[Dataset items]
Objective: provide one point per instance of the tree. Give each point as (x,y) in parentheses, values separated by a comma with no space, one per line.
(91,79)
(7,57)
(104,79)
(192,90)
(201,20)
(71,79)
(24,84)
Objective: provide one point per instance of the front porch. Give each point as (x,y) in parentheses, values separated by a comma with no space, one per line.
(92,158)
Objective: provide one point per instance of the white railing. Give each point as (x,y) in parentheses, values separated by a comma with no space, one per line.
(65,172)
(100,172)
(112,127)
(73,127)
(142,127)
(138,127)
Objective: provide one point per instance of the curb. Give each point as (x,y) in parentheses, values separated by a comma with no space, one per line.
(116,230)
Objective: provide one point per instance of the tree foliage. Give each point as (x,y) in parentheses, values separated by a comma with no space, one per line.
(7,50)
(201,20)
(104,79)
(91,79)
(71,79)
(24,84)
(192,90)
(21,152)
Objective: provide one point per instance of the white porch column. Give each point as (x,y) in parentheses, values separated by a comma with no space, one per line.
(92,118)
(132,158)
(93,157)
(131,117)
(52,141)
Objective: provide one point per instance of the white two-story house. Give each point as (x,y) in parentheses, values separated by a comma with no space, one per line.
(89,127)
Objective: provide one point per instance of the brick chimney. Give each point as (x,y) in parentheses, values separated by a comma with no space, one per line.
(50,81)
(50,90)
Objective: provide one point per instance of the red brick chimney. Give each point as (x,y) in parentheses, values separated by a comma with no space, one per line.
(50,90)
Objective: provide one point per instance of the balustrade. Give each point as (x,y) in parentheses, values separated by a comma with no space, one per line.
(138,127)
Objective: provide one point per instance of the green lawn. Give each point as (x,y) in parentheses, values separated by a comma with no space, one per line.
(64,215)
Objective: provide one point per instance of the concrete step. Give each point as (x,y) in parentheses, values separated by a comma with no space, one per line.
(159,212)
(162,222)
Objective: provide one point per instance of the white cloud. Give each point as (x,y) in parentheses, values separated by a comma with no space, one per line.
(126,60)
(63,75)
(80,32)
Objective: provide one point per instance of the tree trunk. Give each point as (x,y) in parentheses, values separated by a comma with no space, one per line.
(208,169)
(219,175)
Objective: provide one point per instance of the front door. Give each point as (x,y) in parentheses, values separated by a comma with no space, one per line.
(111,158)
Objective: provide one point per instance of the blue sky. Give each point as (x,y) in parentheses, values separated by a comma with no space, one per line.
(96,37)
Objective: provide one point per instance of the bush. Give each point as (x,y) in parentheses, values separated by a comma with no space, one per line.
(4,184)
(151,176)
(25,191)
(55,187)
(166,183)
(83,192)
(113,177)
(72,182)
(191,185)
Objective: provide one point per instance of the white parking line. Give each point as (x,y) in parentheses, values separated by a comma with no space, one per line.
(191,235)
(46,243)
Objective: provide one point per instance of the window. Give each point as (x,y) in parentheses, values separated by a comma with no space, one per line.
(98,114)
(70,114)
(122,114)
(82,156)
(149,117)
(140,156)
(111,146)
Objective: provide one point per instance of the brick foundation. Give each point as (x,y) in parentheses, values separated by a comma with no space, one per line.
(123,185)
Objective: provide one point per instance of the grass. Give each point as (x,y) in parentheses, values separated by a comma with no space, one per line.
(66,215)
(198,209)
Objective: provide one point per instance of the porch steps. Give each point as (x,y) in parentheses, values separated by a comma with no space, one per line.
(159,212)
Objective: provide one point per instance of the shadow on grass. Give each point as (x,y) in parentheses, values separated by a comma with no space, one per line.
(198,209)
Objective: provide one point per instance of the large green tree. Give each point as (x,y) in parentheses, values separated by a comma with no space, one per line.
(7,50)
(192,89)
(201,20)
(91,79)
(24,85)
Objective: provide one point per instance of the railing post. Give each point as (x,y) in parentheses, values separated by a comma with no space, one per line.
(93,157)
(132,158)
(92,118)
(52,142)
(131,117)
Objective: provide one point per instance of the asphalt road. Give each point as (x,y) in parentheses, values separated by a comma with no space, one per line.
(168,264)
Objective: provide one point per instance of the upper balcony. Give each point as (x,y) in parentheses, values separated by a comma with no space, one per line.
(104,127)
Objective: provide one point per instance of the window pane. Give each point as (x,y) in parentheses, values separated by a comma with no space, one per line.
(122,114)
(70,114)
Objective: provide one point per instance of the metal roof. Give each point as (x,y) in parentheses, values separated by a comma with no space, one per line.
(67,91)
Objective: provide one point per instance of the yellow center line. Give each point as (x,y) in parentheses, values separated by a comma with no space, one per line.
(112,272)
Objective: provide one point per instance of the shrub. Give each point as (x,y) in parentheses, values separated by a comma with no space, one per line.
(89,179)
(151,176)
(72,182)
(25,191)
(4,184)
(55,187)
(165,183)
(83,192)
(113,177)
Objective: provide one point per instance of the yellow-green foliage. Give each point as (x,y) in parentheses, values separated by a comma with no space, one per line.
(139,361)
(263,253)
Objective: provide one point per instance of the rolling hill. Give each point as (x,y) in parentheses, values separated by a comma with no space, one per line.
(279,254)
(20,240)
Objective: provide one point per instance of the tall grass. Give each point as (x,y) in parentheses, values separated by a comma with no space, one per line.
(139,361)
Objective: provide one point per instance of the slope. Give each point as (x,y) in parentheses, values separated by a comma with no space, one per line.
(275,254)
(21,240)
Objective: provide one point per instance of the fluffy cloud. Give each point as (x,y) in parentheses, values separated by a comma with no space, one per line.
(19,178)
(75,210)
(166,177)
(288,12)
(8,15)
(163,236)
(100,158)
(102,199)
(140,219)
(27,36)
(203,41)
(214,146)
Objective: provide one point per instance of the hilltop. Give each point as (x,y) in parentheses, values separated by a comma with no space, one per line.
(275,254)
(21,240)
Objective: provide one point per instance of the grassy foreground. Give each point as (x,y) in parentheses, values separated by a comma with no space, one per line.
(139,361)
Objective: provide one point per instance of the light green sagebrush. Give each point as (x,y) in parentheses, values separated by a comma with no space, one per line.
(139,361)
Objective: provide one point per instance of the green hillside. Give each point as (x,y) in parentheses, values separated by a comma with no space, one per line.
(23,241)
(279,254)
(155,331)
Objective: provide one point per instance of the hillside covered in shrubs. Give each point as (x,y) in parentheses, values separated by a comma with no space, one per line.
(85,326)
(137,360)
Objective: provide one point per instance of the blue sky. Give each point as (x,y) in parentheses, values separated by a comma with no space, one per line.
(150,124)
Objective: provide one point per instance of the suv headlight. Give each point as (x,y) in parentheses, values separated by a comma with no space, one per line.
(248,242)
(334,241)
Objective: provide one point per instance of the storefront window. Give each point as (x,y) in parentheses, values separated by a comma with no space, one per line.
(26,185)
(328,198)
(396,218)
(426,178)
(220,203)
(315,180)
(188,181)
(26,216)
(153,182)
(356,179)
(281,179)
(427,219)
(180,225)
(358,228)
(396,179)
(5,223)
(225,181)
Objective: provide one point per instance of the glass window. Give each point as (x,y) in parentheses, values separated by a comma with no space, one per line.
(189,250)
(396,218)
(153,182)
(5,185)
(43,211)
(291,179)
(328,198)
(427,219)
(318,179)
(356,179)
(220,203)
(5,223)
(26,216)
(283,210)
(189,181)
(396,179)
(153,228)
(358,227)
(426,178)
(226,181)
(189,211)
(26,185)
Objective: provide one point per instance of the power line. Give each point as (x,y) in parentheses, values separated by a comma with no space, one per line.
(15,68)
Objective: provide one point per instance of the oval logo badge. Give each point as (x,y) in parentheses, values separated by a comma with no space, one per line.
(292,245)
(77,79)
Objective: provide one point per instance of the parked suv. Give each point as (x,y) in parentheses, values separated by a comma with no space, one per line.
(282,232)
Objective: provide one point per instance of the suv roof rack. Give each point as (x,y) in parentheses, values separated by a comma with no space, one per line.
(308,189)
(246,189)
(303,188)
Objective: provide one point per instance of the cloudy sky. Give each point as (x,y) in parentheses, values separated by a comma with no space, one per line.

Exercise directions: Extract every line from the one containing "Objective: provide one point per instance of the suv roof" through the last line of the data, inclusive, exactly as written.

Solution for this exercise:
Objective: provide one point per instance of the suv roof rack. Give each point as (x,y) in parentheses, values separated by a comma with no space, one per line.
(308,189)
(246,189)
(303,188)
Objective: provide one point per instance of the cloudy sky. Give each point as (x,y) in parentheses, values separated by a comma with no space, one per line.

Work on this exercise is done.